The treated wastewater from our two treatment plants is released over five miles out into the ocean at a depth of two hundred feet below the surface of the water. To ensure that the marine environment and public health are protected, the Orange County Sanitation District has maintained an extensive ocean monitoring program for over 40 years. The monitoring program is specified in OCSD’s Ocean Discharge Permit which is issued jointly by the United States Environmental Protection Agency, Region 9 and the Regional Water Quality Control Board, Santa Ana Region 8.
OCSD scientists make sure that the ocean is safe for swimming, fish are safe to eat, and that animal populations are healthy. We do this through a tri-phase ocean monitoring program. The core phase consists of conducting marine population assessments (fish and invertebrates), fish tissue contaminant analysis (seafood safety), checking the ocean bottom (mud) for chemical contaminants, water quality assessments, and wastewater and sediment toxicity testing. The regional monitoring phase consists of coastal marine studies in cooperation with other entities throughout the southern California region. The strategic process studies phase can take various forms. For example, they can be studies that answer questions raised, but not answered, in the core monitoring phase, in anticipation of new environmental regulations from our State and Federal regulators, or testing new methods that may make our program better.
The program's results are published each year in the Marine Monitoring Annual Report. The reports are provided to regulators, the scientific community, and the public here.
In addition, surfzone samples are collected in ankle deep water at 38 stations along 21 miles of shoreline including Newport Beach and Huntington Beach to assess water quality. These samples are analyzed for three indicator bacteria that the Orange County Health Care Agency uses to determine the presence of harmful pathogens and the safety of beach recreation.
Surfzone sampling is conducted every week by OCSD staff and results are transmitted to Orange County Health officials who determine the potential public health risks. The results are posted on OCSD’s Laboratory webpage and up-to-date beach water quality information can be found on Orange County Health Care Agency’s website.
··········
▶ _What you will do_:
**1.** For each statement about the ocean monitoring text, answer yes or no and quote the words from the text that decide it. (a) Treated wastewater is released at a depth of two hundred feet. (b) Surfzone samples are collected once a month. (c) The Ocean Discharge Permit is issued by the United States Environmental Protection Agency alone.
**2.** Translate this sentence from the ocean monitoring text into Spanish: "OCSD scientists make sure that the ocean is safe for swimming, fish are safe to eat, and that animal populations are healthy."
**3.** Turn the paragraph of the ocean monitoring text that begins "OCSD scientists make sure" into a list, keeping its main facts.

[Saved data entries]
··········
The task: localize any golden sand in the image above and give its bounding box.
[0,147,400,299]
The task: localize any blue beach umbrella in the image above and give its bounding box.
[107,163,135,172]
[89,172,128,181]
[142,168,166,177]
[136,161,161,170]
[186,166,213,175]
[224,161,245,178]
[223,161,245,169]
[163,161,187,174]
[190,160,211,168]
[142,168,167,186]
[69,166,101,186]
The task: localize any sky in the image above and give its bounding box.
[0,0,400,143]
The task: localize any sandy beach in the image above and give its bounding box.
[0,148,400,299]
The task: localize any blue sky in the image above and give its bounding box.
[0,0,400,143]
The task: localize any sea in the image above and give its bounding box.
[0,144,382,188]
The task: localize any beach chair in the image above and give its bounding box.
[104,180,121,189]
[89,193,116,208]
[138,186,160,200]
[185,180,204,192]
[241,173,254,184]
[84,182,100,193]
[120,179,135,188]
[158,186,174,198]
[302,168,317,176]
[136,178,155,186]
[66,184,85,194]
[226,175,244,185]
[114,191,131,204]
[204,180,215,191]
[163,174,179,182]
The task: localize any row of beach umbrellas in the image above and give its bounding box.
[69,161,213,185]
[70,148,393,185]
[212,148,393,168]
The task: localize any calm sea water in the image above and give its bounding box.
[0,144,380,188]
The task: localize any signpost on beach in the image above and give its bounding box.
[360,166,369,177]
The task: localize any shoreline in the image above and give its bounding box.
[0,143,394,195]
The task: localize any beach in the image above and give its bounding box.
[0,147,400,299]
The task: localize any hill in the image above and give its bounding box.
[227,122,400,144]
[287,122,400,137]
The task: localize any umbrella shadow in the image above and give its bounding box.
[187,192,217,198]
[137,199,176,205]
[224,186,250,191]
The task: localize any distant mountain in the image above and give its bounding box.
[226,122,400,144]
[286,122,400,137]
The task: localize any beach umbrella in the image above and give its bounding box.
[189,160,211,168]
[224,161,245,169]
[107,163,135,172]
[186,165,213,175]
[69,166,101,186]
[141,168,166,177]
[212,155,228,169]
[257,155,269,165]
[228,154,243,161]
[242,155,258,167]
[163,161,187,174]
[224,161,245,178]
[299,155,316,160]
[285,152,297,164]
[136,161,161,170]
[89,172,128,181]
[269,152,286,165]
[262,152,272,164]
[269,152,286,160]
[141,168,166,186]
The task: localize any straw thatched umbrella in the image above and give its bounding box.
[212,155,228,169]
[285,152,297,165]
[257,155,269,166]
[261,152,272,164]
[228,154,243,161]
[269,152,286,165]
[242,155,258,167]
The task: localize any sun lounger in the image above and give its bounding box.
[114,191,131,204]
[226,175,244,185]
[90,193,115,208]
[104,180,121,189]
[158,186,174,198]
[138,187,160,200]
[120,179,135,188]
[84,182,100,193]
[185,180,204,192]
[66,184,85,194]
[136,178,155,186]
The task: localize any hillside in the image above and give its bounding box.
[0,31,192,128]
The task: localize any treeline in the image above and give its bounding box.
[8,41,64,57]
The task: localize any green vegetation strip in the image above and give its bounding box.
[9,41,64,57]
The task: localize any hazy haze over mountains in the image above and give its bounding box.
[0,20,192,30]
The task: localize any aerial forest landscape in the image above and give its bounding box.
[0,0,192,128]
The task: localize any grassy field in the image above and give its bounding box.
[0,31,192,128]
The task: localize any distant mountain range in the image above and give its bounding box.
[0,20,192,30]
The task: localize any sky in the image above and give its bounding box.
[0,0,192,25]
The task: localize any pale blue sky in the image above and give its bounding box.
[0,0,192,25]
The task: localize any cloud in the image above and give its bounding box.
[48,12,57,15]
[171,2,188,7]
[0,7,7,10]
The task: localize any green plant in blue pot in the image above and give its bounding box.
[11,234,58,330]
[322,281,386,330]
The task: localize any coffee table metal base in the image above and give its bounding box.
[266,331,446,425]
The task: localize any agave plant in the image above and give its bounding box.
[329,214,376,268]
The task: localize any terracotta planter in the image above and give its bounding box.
··········
▶ _Answers by task_:
**1.**
(a) Yes: "at a depth of two hundred feet below the surface of the water"
(b) No: "Surfzone sampling is conducted every week by OCSD staff"
(c) No: "issued jointly by the United States Environmental Protection Agency, Region 9 and the Regional Water Quality Control Board, Santa Ana Region 8"

**2.** Los científicos del OCSD se aseguran de que el océano sea seguro para nadar, de que el pescado sea seguro para comer y de que las poblaciones animales estén sanas.

**3.**
- Purpose: keep the ocean safe for swimming, keep fish safe to eat, and keep animal populations healthy.
- The program has three phases.
- Core phase:
  - marine population assessments (fish and invertebrates)
  - fish tissue contaminant analysis (seafood safety)
  - checks of the ocean bottom (mud) for chemical contaminants
  - water quality assessments
  - wastewater and sediment toxicity testing
- Regional monitoring phase: coastal marine studies done with other entities throughout the southern California region.
- Strategic process studies phase:
  - studies of questions raised but not answered in the core phase
  - studies in anticipation of new State and Federal environmental regulations
  - tests of new methods that may improve the program